- _EXERCISE DIRECTIONS_: Return the following lines verbatim, with no alterations.

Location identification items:
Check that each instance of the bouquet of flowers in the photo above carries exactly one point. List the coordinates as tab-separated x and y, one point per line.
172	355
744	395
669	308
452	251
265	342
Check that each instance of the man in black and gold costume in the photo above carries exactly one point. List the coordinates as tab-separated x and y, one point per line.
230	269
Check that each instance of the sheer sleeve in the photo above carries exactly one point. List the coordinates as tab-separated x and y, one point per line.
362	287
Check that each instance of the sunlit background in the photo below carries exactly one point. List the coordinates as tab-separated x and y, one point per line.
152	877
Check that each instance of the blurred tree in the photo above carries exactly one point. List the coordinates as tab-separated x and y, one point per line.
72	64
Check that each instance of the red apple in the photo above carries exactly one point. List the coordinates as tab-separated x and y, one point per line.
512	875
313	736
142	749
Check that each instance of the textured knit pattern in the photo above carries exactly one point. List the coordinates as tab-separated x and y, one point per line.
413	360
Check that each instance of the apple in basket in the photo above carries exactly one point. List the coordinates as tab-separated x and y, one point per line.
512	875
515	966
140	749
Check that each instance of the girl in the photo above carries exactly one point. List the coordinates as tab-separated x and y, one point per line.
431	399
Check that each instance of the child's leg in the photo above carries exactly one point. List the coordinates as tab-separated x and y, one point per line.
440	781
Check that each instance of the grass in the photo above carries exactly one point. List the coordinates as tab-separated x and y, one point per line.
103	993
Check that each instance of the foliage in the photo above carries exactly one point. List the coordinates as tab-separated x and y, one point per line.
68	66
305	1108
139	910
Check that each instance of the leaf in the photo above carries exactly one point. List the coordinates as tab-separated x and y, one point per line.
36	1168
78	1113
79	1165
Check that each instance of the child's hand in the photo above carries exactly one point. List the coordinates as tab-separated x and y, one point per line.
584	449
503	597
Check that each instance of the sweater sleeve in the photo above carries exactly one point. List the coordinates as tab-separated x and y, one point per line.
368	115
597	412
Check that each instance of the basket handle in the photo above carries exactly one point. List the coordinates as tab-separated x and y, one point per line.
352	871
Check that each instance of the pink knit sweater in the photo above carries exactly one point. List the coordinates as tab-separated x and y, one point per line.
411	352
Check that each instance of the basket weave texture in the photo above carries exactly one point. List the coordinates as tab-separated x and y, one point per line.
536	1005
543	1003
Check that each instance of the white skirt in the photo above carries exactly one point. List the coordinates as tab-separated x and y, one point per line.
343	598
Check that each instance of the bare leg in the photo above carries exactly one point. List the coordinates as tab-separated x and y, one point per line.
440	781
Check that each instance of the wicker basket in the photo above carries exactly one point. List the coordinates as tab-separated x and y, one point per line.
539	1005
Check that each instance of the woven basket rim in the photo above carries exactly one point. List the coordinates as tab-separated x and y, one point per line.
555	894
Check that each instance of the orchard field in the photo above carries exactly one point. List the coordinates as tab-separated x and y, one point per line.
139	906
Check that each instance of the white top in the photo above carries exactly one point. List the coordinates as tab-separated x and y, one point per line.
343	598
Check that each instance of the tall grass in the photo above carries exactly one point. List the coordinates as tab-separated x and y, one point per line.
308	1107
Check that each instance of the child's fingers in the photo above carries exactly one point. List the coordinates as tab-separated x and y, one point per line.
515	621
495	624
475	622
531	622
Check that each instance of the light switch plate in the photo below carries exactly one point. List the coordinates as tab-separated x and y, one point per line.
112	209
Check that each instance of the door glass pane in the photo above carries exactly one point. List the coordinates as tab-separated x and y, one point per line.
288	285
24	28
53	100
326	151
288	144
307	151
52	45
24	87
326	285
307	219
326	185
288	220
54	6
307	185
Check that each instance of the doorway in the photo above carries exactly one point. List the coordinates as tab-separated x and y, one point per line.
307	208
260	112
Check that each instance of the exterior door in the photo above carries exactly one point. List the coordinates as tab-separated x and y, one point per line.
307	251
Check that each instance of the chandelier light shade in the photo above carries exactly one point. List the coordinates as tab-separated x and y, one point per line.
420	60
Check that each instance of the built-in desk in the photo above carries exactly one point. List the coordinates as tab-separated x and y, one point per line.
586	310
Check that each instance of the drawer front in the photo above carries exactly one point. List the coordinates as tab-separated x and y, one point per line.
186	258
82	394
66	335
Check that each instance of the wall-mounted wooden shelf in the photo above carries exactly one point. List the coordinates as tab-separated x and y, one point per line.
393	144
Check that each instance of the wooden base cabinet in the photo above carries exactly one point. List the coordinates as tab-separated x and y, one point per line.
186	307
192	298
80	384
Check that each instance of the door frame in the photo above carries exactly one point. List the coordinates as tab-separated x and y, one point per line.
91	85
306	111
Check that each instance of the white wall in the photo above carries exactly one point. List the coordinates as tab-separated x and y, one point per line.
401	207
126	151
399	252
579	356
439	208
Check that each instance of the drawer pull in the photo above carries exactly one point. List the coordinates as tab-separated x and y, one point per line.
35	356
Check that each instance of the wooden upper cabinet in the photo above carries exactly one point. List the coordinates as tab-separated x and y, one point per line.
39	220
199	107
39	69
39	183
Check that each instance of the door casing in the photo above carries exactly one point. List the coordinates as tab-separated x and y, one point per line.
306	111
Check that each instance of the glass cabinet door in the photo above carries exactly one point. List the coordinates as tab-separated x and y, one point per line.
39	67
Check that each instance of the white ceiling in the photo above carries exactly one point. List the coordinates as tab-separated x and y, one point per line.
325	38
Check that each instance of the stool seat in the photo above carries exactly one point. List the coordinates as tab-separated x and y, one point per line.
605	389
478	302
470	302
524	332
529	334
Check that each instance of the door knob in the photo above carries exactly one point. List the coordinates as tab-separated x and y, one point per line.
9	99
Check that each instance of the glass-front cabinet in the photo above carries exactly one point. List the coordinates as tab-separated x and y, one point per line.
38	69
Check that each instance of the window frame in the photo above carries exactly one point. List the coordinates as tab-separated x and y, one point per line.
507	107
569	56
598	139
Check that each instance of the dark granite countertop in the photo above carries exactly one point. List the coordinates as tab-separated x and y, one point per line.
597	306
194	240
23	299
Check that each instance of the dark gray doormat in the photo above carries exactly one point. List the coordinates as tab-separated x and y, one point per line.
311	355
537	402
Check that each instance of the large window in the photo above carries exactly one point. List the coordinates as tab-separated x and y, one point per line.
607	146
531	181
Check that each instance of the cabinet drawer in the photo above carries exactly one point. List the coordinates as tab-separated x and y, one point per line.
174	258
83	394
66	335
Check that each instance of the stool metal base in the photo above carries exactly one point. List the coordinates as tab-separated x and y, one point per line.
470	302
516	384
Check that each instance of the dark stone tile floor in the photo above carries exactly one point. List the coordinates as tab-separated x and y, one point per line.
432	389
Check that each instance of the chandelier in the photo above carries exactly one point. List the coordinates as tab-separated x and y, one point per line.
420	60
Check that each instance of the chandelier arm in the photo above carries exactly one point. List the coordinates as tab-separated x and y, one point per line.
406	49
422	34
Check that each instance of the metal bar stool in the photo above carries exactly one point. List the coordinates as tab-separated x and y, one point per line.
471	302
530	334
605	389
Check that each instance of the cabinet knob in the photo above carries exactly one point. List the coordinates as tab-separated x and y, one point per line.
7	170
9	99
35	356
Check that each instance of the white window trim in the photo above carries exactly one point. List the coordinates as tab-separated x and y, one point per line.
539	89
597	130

- _FINAL RESULT_:
Check that each instance of the bouquet of flowers in the photo above carries exactly one point. List the coordinates as tab-separated x and y, one point per line.
172	355
744	395
669	308
452	251
265	342
Check that each instance of the man in black and gold costume in the photo above carries exactly one point. List the coordinates as tab-separated x and y, one point per line.
230	269
Check that each instance of the sheer sleeve in the photo above carries exactly one point. List the coordinates as tab-separated x and y, one point per line.
362	287
Check that each instance of the sunlit background in the photo below carries exactly one point. List the coordinates as tab-separated x and y, one point per line.
152	877
Check that each instance of the blurred tree in the photo above carries exactly one point. List the coordinates as tab-separated x and y, one point per line.
72	64
Check that each instance of the red apple in the photo above carries exactly one point. List the coordinates as tab-separated x and y, one point per line.
512	875
313	736
142	749
Check that each instance of the textured knit pattern in the photo above carries exactly one point. List the coordinates as tab-separated x and y, one point per line.
413	360
Check that each instance of the apple in basket in the photo above carries exactly one point. List the coordinates as tab-separated x and y, one point per line.
512	875
515	966
140	749
Check that each instance of the girl in the photo above carries exactly one point. List the coordinates as tab-separated x and y, one point per line.
431	399
Check that each instance of the child's leg in the photo above carries exactly one point. List the coordinates as tab-separated x and y, one point per line.
440	781
Check that each instance of the grass in the photo above carries exactly one point. List the coordinates as tab-separated x and y, one point per line.
103	993
Check that each instance of the foliage in the photo above carries exactly one point. List the coordinates as tab-separated x and y, one point per line.
68	66
305	1108
139	910
Check that each instance of the leaf in the photo above carries exactly one point. List the coordinates as tab-separated x and y, one point per line.
36	1168
78	1113
79	1165
Check that each instance of the child's hand in the photo above carries exactly one point. List the coordinates as tab-separated x and y, one point per line.
584	449
503	597
Check that each instance of the sweater sleeve in the photo above carries exactly one point. List the coordinates as tab-separated x and y, one point per line.
368	115
597	412
Check that each instance of the basket handle in the photo above carries exactly one point. List the coordinates as tab-separated x and y, one point per line.
352	871
Check that each instance of the pink knit sweater in the photo above carries exactly one point. List the coordinates as tab-separated x and y, one point per line.
411	352
Check that each instance of the basket weave texture in the photo above carries exactly one point. List the coordinates as tab-separated x and y, one point per line.
536	1005
543	1003
Check that each instance of the white skirt in the photo above carries exactly one point. List the coordinates as tab-separated x and y, one point per line.
343	598
Check that each instance of the bare leg in the photo above carries exactly one point. List the coordinates as tab-separated x and y, one point per line.
440	781
Check that each instance of the wicker basket in the photo above carries exactly one point. List the coordinates as tab-separated x and y, one point per line.
539	1005
Check that each instance of the woven basket rim in the photo above carries exactly one point. List the coordinates as tab-separated x and y, one point per line.
555	894
Check that each instance of the orchard field in the photo above carries exactly one point. List the coordinates as tab-separated x and y, one point per line.
139	906
Check that each instance of the white top in the photo above carries exactly one point. List the coordinates as tab-separated x and y, one point per line.
343	598
Check that each instance of the tall grass in the photo above carries exactly one point. List the coordinates as tab-separated x and y, one point per line.
308	1107
Check that each instance of the child's fingers in the photo above carries exactly one point. List the coordinates as tab-separated x and y, one point per line.
515	621
495	624
475	622
531	622
Check that each instance of the light switch plate in the photo below carries exactly one point. List the coordinates as tab-separated x and y, one point per line.
112	209
Check that each instance of the door glass pane in the photo above carries exactly one point. List the coordinates as tab-separated x and y, one point per line.
288	285
24	28
53	100
326	151
288	144
307	151
52	45
24	87
326	285
307	219
326	185
288	220
54	6
307	185
Check that each instance of the doorway in the photo above carries exactly one point. List the coordinates as tab-separated x and y, one point per line.
307	208
260	112
Check that each instance of the exterior door in the photo above carries exactly one point. List the coordinates as tab-separated x and y, one point per line.
307	251
Check that each instance of the chandelier light shade in the photo above carries exactly one point. List the coordinates as tab-separated x and y, one point per line.
420	60
Check that each instance of the built-in desk in the photo above carries exactly one point. List the coordinates as tab-separated x and y, one point per line.
586	310
Check that each instance of the drawer front in the photo above carries exactly one point. List the coordinates as tab-separated x and y, one point per line.
186	258
82	394
66	335
Check that each instance of the wall-mounted wooden shelf in the photo above carries exactly one point. List the coordinates as tab-separated x and y, one point per line.
393	144
Check that each instance of the wooden base cabinet in the photo above carries exactly one point. List the coordinates as tab-separated x and y, one point per line.
186	307
192	298
80	384
Check that each instance of the door frame in the photo above carries exactly one point. List the coordinates as tab-separated x and y, one point per line.
91	85
306	111
Check that each instance of the white wall in the photo above carries exactly one point. List the coordinates as tab-separated x and y, one point per line.
401	207
126	151
399	252
579	356
439	208
Check that each instance of the drawer pull in the photo above carries exactly one point. List the coordinates as tab-separated x and y, one point per line.
35	356
Check that each instance of the wooden upper cabinet in the photo above carries exactly one point. List the coordinates as tab-separated x and y, one point per line.
39	220
199	107
39	69
39	183
Check that each instance of the door casing in the photo above carries exactly one point. List the coordinates as tab-separated x and y, one point per line.
306	111
Check that each instance of the glass cabinet door in the photo above carries exactly one point. List the coordinates as tab-separated x and y, one point per line.
39	67
Check that each instance of the white ceiling in the photo above carries exactly one point. List the coordinates as tab-separated x and y, one point per line.
325	38
Check that each instance of the stool seat in the photo above carries exactly one point. List the coordinates as tab-separated x and y, one point per line.
605	389
478	302
470	302
524	332
529	334
Check that each instance of the door knob in the photo above carries exactly one point. List the coordinates as tab-separated x and y, one point per line.
9	99
Check that each instance of the glass-front cabinet in the photo above carries exactly one point. List the coordinates as tab-separated x and y, one point per line.
38	69
Check that each instance of the window frame in the photo above carries exactly one point. List the coordinates as tab-separated x and y, one point per line.
507	107
569	56
598	139
Check that each instance of the dark granite countertop in the photo above carries exactly one point. List the coordinates as tab-separated x and y, one point per line.
597	306
194	240
23	299
Check that each instance of the dark gray doormat in the photo above carries exactly one point. List the coordinates as tab-separated x and y, one point per line.
311	355
537	402
Check that each instance of the large window in the photo above carries exactly one point. List the coordinates as tab-separated x and y, one point per line.
607	146
531	181
Check that each instance of the cabinet drawer in the photo above carries exactly one point. List the coordinates as tab-separated x and y, one point per line.
174	258
83	394
66	335
Check that each instance of the stool metal base in the photo above carries exactly one point. List the coordinates as tab-separated x and y, one point per line.
470	302
516	384
Check that each instance of the dark stone tile floor in the photo above carries exactly one point. List the coordinates as tab-separated x and y, one point per line.
432	389
Check that each instance of the chandelier in the photo above carries exactly one point. List the coordinates as tab-separated x and y, one point per line.
420	60
Check that each instance of the chandelier arm in the photo above carries exactly one point. List the coordinates as tab-separated x and y, one point per line.
406	49
422	34
Check that each instance of the metal bar stool in the photo above carries exactly one point. List the coordinates as tab-separated x and y, one point per line.
471	302
530	334
605	389
Check that each instance of the cabinet knob in the photo above carries exactly one point. List the coordinates as tab-separated x and y, one point per line.
7	170
9	99
35	356
Check that each instance of the white window trim in the photo above carries exactly one point. List the coordinates as tab-separated x and y, one point per line.
539	89
597	130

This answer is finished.